[読解本文]:
►

その28「ビシビシピキーンで押忍!」

 エレハン・キンポーが工場長を務めている、久津家経営の町工場「スクラッチ・マイスターズ」に、美希が電話をかけている。ゲキレンジャー5人目の仲間でありゲキレンジャーの隠し玉である、久津家の長男がそろそろ帰ってくる筈だが、まだ顔を見せていないのだ。マスター・シャーフーは、彼の加入を「賭け」だと言った。

 拳魔たちののさばる臨獣殿が面白くないメレは、実力者である臨獣クロコダイル拳のニワを呼び出し、理央が留守の間に評価を下げることのないよう、街に派遣した。そんなメレにロンは理央の居場所を尋ねる。理央の行き先が獣源郷と知るや舌打ちするロン。ロンは「まだ早い」と呟いて姿を消してしまった。

 その頃、ジャンは惣菜屋「あおき」のメンチカツ最後の一枚を狙っていた。ジャンが小銭を数えている間に、何者かが横から100円を払い、早々に取り上げて去ってしまった。慌てて追いかけたジャンと、メンチカツを取り上げた男が激しく対立する中、ジャンはふと臨獣殿の気配を感じる。ジャンが向かった先では、ニワとラン、レツ、ゴウが戦いを繰り広げていた。ニワは殊のほか強く、3人は苦戦している。ジャンが合流したとき、メンチカツの男は何とトラックを暴走させてジャンを追って来た。気をそがれたニワは去ってしまい、ラン達は腹を立てる。メンチカツをまんまと食べてしまったこの男を、現れたシャーフーは「久津ケン」と呼んだ。スクラッチ・マイスターズを営む久津家の長男・ケンこそが5人目のゲキレンジャーだったのだ。

◄

[データ抜粋]:
►

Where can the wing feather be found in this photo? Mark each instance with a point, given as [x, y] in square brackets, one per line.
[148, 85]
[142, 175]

◄

[必須課題]:
**a)** 本文において、美希がスクラッチ・マイスターズに電話をかけている理由を1～3文で説明せよ。
**b)** 本文のうち、「エレハン・キンポーが工場長を」を含む語句で始まり「のゲキレンジャーだったのだ。」で終わる部分を、一字も変えずにそのまま抜き出して返せ。
**c)** 本文によれば、ジャンが狙っていたメンチカツの最後の一枚を横から買い取った男は、何者であったか。
データはここでの作業には使用しない。

[課題の解答]:
**a)** ゲキレンジャー5人目の仲間である久津家の長男がそろそろ帰ってくる筈なのに、まだ顔を見せていないためである。

**b)**
エレハン・キンポーが工場長を務めている、久津家経営の町工場「スクラッチ・マイスターズ」に、美希が電話をかけている。ゲキレンジャー5人目の仲間でありゲキレンジャーの隠し玉である、久津家の長男がそろそろ帰ってくる筈だが、まだ顔を見せていないのだ。マスター・シャーフーは、彼の加入を「賭け」だと言った。

 拳魔たちののさばる臨獣殿が面白くないメレは、実力者である臨獣クロコダイル拳のニワを呼び出し、理央が留守の間に評価を下げることのないよう、街に派遣した。そんなメレにロンは理央の居場所を尋ねる。理央の行き先が獣源郷と知るや舌打ちするロン。ロンは「まだ早い」と呟いて姿を消してしまった。

 その頃、ジャンは惣菜屋「あおき」のメンチカツ最後の一枚を狙っていた。ジャンが小銭を数えている間に、何者かが横から100円を払い、早々に取り上げて去ってしまった。慌てて追いかけたジャンと、メンチカツを取り上げた男が激しく対立する中、ジャンはふと臨獣殿の気配を感じる。ジャンが向かった先では、ニワとラン、レツ、ゴウが戦いを繰り広げていた。ニワは殊のほか強く、3人は苦戦している。ジャンが合流したとき、メンチカツの男は何とトラックを暴走させてジャンを追って来た。気をそがれたニワは去ってしまい、ラン達は腹を立てる。メンチカツをまんまと食べてしまったこの男を、現れたシャーフーは「久津ケン」と呼んだ。スクラッチ・マイスターズを営む久津家の長男・ケンこそが5人目のゲキレンジャーだったのだ。

**c)** スクラッチ・マイスターズを営む久津家の長男、久津ケンであり、5人目のゲキレンジャーであった。